**Your objective**
Return all the entries word for word, minus the pictures.

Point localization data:
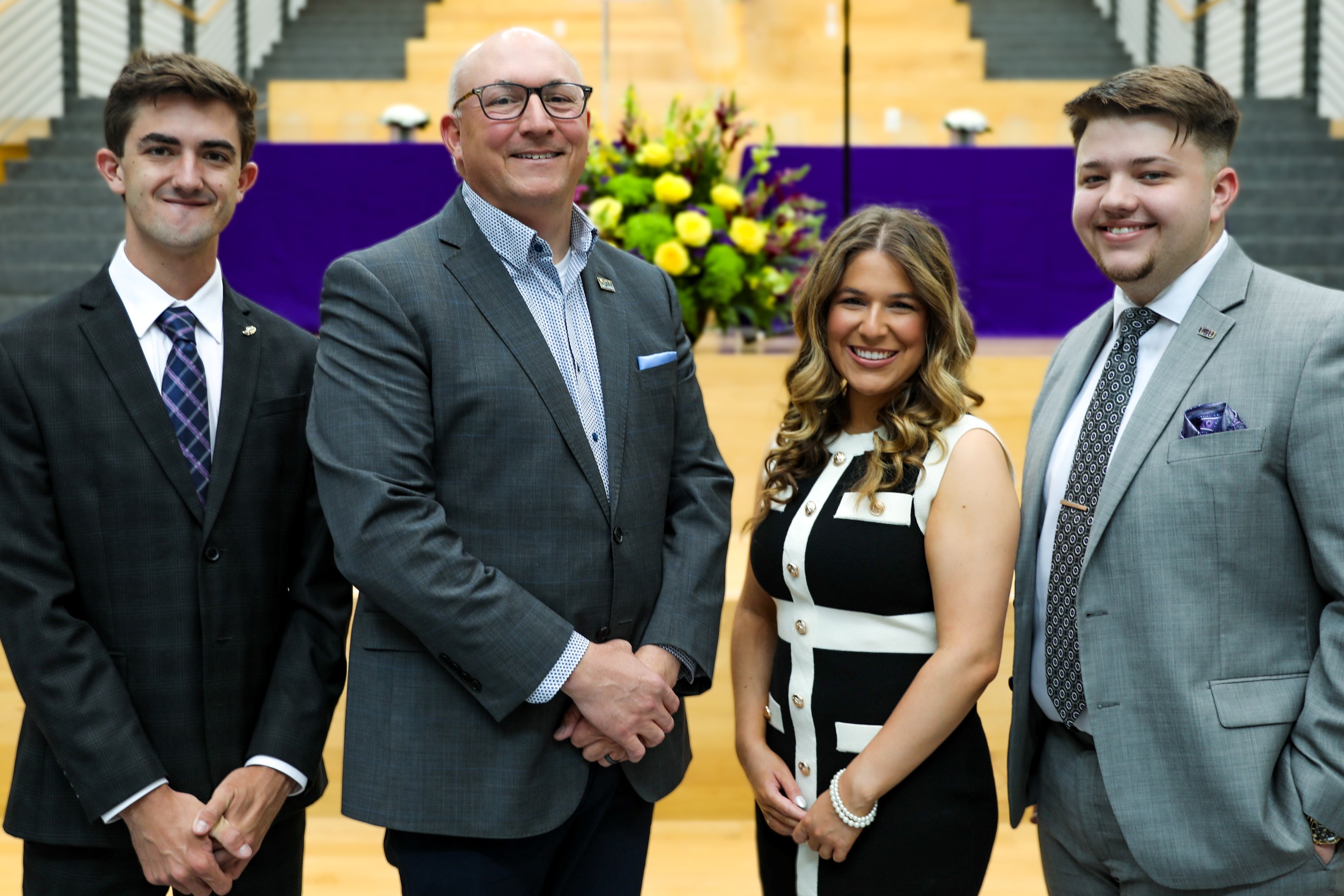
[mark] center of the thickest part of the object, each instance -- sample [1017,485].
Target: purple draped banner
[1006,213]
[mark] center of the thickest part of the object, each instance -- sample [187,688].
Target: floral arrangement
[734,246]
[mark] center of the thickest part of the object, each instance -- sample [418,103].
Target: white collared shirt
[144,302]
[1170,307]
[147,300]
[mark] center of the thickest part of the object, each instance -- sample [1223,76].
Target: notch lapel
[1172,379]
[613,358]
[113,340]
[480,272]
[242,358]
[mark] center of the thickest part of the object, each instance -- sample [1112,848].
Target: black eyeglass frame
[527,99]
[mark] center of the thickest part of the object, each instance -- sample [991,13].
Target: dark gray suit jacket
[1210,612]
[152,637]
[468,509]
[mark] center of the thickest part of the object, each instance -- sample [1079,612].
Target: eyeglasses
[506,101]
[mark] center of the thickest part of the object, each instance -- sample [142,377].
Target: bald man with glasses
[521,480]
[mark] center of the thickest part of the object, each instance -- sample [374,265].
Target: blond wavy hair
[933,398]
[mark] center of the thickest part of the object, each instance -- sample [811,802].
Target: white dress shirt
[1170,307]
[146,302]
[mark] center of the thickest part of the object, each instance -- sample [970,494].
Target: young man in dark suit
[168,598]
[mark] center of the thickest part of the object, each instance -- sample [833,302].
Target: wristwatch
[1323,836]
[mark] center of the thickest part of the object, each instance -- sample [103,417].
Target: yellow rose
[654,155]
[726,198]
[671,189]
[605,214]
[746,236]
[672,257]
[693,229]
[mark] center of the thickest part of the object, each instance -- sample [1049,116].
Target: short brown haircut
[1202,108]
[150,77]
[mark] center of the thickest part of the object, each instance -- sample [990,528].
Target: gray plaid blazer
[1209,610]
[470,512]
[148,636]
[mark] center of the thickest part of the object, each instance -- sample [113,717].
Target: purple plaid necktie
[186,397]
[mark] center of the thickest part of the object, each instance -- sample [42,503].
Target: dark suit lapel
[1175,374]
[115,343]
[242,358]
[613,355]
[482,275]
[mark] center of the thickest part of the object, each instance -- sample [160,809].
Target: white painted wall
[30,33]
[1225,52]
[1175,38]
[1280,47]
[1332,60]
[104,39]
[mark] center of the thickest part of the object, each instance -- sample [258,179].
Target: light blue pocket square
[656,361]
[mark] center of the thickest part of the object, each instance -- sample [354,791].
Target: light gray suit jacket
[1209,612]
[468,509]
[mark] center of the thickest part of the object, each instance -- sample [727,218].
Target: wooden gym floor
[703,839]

**Response to this exercise**
[mark] center of the thickest part of the object, each instance -- sample [1017,485].
Target: purple draped banner
[1006,213]
[mark] center of the thickest part of the object, each instance -- sample [187,688].
Target: floral arrangement
[734,246]
[mark] center of the thickest part of the object, each instance -- sample [418,103].
Target: white collared shirt
[144,302]
[1170,307]
[147,300]
[mark] center of the thickest part of the object, each instance -- sample [1223,76].
Target: notch lapel
[1172,379]
[613,358]
[113,340]
[480,272]
[242,358]
[mark] center of the thickest part of the object, each instance -- sample [1112,848].
Target: black eyeglass frame
[527,99]
[mark] center of the thickest part of the object, each instance -- sample [991,13].
Target: dark gray suit jacket
[1210,612]
[152,637]
[468,509]
[mark] center of the thickest part of the object, each instance -- sample [1079,612].
Target: eyeglasses
[506,101]
[mark] center of the thickest part of the object, each instance -- sample [142,377].
Target: bald man with glasses
[521,480]
[mark] center of the thickest part of the object, each instance -- sample [374,265].
Target: blond wavy hair
[933,398]
[mark] center of the thickest part of the object, each instance -- sample [811,802].
Target: white dress shirt
[1170,307]
[146,302]
[mark] center of the thickest part of the object, each instance -- sample [970,494].
Target: young man in dark suit
[168,598]
[mark] center of the thickest part of the object, each instance -- sample [833,302].
Target: wristwatch
[1323,836]
[mark] center of the thickest part of the object, each instance -- sample [103,417].
Target: yellow rose
[654,155]
[726,198]
[671,189]
[605,214]
[746,236]
[672,257]
[693,229]
[mark] center of the thickest part of the object, each instance -- sample [1049,116].
Target: short brown haircut
[1202,108]
[150,77]
[mark] center of the thickest part of the object, each instance -- sample [990,528].
Target: gray plaid blazer
[1209,610]
[470,512]
[148,636]
[mark] center of the thickest part of the object, each instance -- sample [113,717].
Target: purple plaid necktie
[186,397]
[mark] center of the thickest part of the object, each instance -- sample [42,503].
Target: dark suit lapel
[1175,374]
[115,343]
[242,358]
[613,355]
[482,275]
[mark] center of the thickest part of the object, each instance -- sample [160,809].
Target: white painted wall
[30,33]
[1225,52]
[1175,38]
[1280,47]
[1332,60]
[104,39]
[mark] center of the thickest part of the object, each instance -- sample [258,179].
Target: light blue pocket square
[656,361]
[mark] center of the thickest part of the object, each instance -- sample [354,791].
Target: light gray suit jacket
[1209,612]
[468,509]
[mark] center of the thickest part of the object, each instance -- sample [727,218].
Target: wooden gym floor
[703,839]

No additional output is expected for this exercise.